GIVEN EXERCISE
Retype, without alteration, the stretch of the data from its beginning through the line containing "x=446, y=355", omitting the pictures.

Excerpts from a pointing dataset

==========

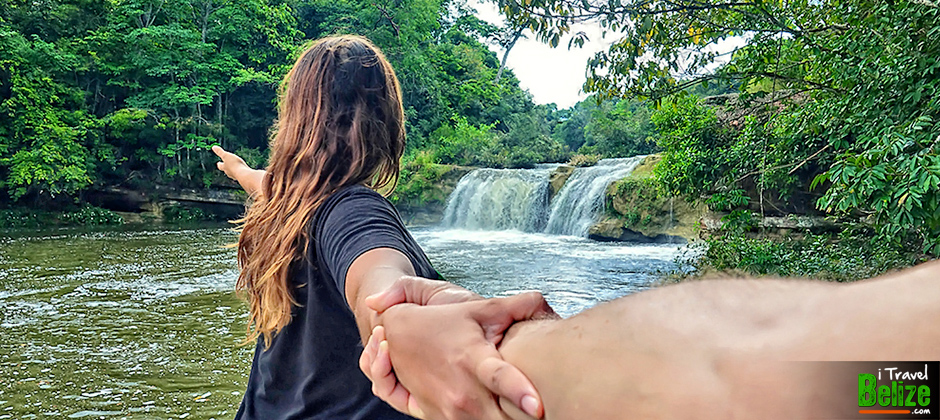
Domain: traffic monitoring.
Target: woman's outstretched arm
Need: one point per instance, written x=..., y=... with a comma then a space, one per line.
x=388, y=270
x=235, y=168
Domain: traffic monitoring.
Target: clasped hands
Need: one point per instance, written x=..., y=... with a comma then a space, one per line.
x=443, y=343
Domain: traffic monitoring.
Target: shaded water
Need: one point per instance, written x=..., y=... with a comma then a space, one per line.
x=144, y=324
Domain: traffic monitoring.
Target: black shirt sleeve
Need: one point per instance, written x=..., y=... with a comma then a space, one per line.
x=355, y=220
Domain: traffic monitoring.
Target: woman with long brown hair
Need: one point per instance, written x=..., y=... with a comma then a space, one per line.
x=318, y=239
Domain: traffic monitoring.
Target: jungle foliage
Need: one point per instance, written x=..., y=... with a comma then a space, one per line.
x=845, y=92
x=134, y=92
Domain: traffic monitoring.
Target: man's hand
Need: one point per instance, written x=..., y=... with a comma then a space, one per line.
x=446, y=355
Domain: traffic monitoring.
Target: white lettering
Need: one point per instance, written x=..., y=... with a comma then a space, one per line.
x=905, y=376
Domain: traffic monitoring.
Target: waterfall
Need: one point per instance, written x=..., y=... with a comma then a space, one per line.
x=500, y=199
x=579, y=203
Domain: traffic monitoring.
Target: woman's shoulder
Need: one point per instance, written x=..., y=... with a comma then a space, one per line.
x=355, y=193
x=353, y=200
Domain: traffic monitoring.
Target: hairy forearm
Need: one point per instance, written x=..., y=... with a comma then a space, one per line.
x=722, y=348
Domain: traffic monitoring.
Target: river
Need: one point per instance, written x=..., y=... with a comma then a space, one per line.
x=144, y=324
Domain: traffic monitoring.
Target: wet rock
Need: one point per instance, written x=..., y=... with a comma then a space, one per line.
x=558, y=178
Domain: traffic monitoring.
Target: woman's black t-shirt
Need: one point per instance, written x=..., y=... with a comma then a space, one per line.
x=311, y=370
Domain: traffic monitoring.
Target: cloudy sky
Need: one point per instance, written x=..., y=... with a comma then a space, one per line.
x=556, y=74
x=550, y=74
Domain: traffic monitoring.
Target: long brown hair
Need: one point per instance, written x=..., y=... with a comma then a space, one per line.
x=340, y=122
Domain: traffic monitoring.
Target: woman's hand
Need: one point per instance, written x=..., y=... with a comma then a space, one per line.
x=235, y=168
x=446, y=354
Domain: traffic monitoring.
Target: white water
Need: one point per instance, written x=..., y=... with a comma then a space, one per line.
x=581, y=200
x=518, y=199
x=500, y=199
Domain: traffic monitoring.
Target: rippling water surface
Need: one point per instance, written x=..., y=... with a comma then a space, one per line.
x=145, y=325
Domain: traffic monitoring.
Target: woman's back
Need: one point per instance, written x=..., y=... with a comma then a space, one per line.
x=310, y=370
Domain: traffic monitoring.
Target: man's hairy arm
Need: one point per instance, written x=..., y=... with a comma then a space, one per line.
x=723, y=348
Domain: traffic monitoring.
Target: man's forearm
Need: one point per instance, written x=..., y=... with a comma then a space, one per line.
x=719, y=349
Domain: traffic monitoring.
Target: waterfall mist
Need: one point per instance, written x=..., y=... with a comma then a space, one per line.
x=503, y=199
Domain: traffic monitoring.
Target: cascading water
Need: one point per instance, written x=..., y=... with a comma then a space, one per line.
x=500, y=199
x=576, y=207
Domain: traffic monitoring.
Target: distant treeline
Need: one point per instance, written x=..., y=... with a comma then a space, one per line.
x=133, y=92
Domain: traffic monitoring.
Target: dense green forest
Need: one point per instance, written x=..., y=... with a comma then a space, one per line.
x=837, y=115
x=131, y=93
x=835, y=111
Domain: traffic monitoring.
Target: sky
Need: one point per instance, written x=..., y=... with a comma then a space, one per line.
x=552, y=75
x=555, y=75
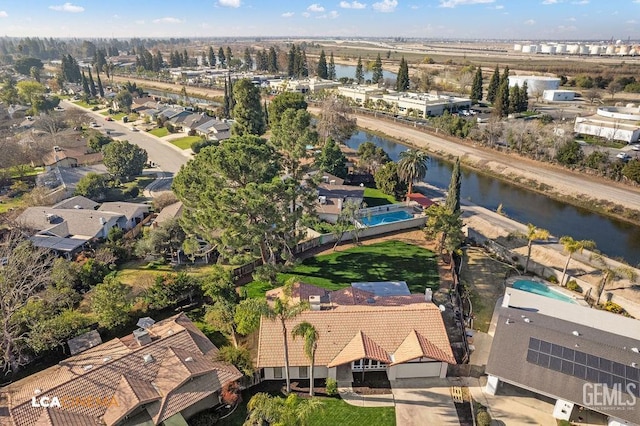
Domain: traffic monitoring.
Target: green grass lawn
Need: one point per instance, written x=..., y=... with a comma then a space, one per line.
x=385, y=261
x=185, y=143
x=374, y=197
x=160, y=132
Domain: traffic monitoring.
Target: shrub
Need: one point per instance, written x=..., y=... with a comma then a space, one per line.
x=331, y=386
x=573, y=286
x=483, y=418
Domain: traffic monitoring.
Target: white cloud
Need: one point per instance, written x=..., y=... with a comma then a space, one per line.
x=168, y=20
x=386, y=6
x=353, y=5
x=453, y=3
x=315, y=8
x=67, y=7
x=229, y=3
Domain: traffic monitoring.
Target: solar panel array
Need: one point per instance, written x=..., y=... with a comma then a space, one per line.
x=584, y=366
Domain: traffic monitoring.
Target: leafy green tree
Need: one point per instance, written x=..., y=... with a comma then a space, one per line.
x=453, y=194
x=247, y=113
x=359, y=71
x=322, y=70
x=377, y=75
x=110, y=302
x=310, y=336
x=332, y=160
x=388, y=181
x=402, y=80
x=412, y=167
x=570, y=153
x=281, y=312
x=572, y=247
x=494, y=85
x=283, y=102
x=124, y=160
x=92, y=185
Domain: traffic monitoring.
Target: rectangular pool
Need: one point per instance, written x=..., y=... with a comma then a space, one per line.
x=388, y=217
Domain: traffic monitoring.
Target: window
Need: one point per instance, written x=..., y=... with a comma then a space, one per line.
x=303, y=372
x=277, y=372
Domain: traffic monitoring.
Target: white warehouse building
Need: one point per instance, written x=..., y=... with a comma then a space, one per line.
x=535, y=84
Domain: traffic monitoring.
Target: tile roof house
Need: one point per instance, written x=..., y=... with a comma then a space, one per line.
x=567, y=352
x=405, y=340
x=167, y=377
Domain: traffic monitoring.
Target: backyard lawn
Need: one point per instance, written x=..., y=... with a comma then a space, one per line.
x=374, y=197
x=385, y=261
x=185, y=143
x=160, y=132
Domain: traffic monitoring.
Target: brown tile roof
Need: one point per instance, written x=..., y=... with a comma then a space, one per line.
x=98, y=373
x=387, y=326
x=418, y=346
x=361, y=346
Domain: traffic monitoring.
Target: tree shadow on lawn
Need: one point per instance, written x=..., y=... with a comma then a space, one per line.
x=419, y=271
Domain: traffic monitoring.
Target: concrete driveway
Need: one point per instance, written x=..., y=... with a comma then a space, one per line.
x=423, y=402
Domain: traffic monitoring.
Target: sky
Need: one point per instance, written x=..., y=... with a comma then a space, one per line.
x=464, y=19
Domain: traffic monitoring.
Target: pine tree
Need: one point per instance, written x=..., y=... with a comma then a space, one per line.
x=212, y=57
x=359, y=71
x=494, y=85
x=331, y=70
x=402, y=82
x=476, y=89
x=453, y=195
x=377, y=71
x=322, y=71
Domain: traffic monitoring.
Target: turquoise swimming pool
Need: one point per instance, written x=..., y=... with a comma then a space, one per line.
x=387, y=217
x=541, y=290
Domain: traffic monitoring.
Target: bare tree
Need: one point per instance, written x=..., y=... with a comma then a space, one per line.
x=25, y=270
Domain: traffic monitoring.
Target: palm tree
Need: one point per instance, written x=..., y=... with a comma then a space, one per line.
x=533, y=233
x=310, y=335
x=412, y=166
x=282, y=311
x=572, y=246
x=610, y=274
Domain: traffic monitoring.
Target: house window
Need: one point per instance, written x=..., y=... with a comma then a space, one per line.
x=277, y=372
x=303, y=372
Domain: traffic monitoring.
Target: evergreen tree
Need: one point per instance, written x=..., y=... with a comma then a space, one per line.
x=359, y=71
x=402, y=82
x=453, y=194
x=494, y=85
x=476, y=88
x=322, y=71
x=377, y=76
x=221, y=58
x=331, y=70
x=211, y=56
x=247, y=113
x=273, y=60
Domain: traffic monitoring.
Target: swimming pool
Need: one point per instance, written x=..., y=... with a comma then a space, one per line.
x=542, y=290
x=388, y=217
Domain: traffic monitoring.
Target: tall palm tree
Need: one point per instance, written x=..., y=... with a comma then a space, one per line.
x=283, y=311
x=533, y=233
x=310, y=335
x=572, y=246
x=412, y=166
x=610, y=274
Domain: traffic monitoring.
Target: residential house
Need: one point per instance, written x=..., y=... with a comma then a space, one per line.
x=582, y=358
x=133, y=212
x=159, y=375
x=404, y=340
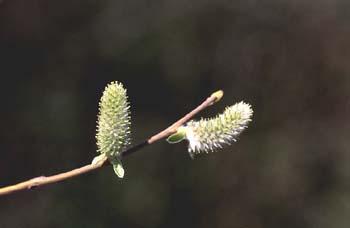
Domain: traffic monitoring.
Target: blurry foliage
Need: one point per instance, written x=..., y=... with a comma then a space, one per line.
x=288, y=58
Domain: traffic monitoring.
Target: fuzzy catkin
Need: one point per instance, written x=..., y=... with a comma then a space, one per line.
x=211, y=134
x=113, y=124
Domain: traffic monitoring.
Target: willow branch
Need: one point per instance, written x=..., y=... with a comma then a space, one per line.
x=43, y=180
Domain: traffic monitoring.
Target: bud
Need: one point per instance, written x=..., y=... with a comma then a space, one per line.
x=211, y=134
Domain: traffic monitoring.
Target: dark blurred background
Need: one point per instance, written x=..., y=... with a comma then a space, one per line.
x=289, y=59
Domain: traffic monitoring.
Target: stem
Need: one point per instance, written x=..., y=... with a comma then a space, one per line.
x=43, y=180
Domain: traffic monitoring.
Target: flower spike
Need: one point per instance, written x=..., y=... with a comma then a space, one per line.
x=113, y=124
x=211, y=134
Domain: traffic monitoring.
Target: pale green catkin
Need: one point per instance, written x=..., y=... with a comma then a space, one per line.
x=209, y=135
x=113, y=124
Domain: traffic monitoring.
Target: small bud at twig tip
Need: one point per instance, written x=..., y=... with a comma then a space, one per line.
x=218, y=95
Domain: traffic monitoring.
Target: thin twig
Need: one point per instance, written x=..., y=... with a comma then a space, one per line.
x=43, y=180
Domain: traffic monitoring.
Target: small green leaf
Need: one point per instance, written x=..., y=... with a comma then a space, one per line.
x=178, y=136
x=118, y=169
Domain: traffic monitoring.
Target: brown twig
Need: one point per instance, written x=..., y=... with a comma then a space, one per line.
x=43, y=180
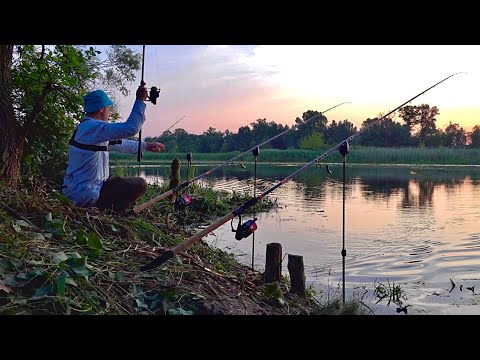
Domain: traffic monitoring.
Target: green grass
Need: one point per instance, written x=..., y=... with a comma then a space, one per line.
x=358, y=154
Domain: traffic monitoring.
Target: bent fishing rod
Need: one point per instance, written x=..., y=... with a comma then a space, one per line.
x=154, y=94
x=188, y=182
x=168, y=254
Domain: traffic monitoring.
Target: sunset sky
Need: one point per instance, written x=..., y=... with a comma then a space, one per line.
x=229, y=86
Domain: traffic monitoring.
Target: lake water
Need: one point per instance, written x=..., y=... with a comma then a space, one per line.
x=416, y=227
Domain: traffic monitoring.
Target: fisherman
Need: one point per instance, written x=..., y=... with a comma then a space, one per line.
x=87, y=182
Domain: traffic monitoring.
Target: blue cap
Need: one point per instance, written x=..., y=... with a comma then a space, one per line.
x=96, y=100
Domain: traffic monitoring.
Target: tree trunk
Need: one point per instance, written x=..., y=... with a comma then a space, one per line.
x=11, y=137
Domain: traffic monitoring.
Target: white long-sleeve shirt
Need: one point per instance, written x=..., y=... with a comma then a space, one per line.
x=87, y=169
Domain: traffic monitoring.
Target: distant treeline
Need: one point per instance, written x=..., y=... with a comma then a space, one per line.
x=358, y=154
x=416, y=129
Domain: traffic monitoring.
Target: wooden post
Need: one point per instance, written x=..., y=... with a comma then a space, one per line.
x=297, y=275
x=273, y=263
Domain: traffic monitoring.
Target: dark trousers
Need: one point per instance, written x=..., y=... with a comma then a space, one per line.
x=119, y=193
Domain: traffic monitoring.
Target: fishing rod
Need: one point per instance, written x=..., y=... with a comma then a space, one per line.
x=175, y=123
x=168, y=254
x=154, y=94
x=186, y=183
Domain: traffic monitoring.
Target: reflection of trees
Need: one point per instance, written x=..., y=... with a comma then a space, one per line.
x=383, y=187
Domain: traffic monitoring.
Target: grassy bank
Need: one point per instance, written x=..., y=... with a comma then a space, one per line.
x=358, y=154
x=56, y=258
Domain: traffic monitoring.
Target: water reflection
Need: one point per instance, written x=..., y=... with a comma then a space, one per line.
x=413, y=225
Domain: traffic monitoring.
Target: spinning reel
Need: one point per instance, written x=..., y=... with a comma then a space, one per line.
x=244, y=230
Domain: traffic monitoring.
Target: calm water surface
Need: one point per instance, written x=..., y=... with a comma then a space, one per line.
x=413, y=226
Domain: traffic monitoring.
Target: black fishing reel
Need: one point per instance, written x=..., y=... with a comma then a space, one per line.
x=182, y=201
x=244, y=230
x=154, y=94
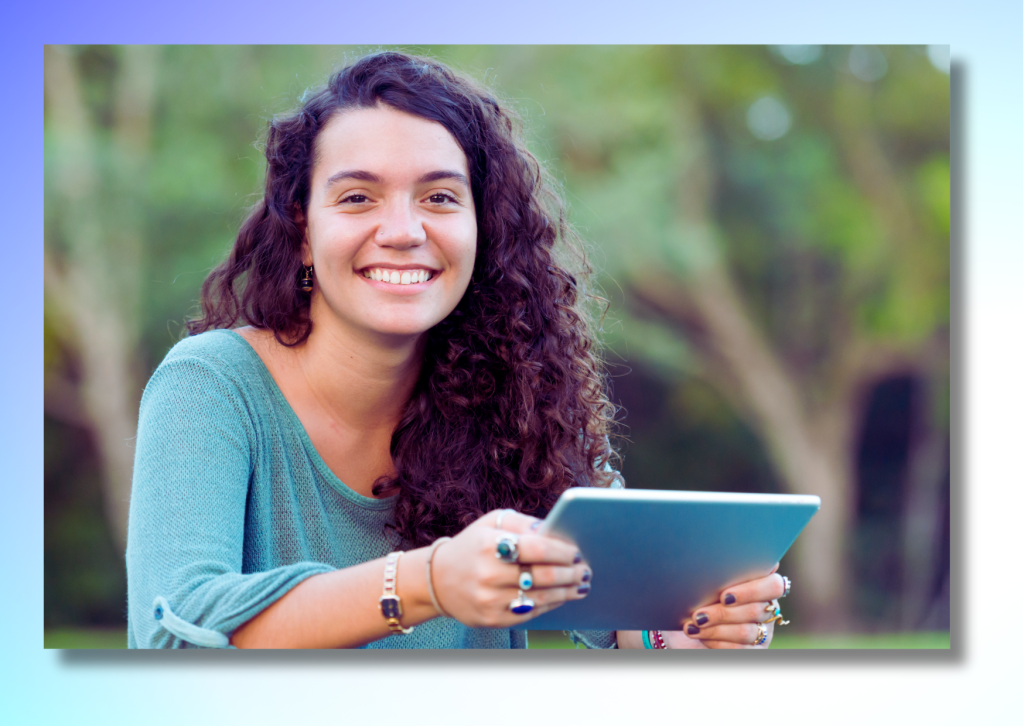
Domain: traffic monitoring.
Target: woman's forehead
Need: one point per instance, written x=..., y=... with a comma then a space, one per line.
x=387, y=142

==========

SOLUTION BELOW
Domain: traffic monitoring.
Target: woman's outstretched arm
Need: one point per instance, written x=..., y=... with a comma then a space, one per line.
x=388, y=270
x=235, y=168
Domain: traffic monitoring.
Target: clasped hands
Need: one point per instance, written x=..., y=... with a comma then a space, one per line.
x=443, y=343
Domain: traffic monitoring.
Target: shaded water
Need: one point per instance, written x=..., y=... with a comma then a space, one per line.
x=144, y=324
Domain: traffic monitoring.
Target: black shirt sleeve
Need: one point per instance, written x=..., y=... with a comma then a space, one per line.
x=355, y=220
Domain: traffic monitoring.
Target: woman with long brown hair
Need: one point per instance, written x=..., y=... with a comma then a space, one per line.
x=318, y=239
Domain: traffic monitoring.
Target: jungle foliage
Need: one point per instance, written x=..., y=... with a comma then a space, one per line.
x=845, y=92
x=134, y=92
Domain: traffic monitoring.
Target: man's hand
Need: one point per instance, written x=..., y=... with a comma then a space, one per line.
x=446, y=355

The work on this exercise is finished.